Instructions for the task> How many lines in the records below contain "query"? Reply with the number only.
** Material supplied follows **
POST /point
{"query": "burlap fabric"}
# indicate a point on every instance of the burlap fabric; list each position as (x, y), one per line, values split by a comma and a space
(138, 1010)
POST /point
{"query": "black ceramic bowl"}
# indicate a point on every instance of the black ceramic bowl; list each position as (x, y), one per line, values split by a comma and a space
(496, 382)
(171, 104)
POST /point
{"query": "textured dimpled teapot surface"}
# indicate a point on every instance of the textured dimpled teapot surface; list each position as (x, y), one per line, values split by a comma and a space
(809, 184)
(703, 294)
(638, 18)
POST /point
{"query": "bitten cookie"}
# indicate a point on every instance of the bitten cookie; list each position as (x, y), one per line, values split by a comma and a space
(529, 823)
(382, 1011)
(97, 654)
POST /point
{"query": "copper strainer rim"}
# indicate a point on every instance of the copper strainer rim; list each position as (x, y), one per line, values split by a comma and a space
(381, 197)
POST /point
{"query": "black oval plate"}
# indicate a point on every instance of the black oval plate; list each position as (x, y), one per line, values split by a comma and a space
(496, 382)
** End of Material supplied **
Response to the task> 6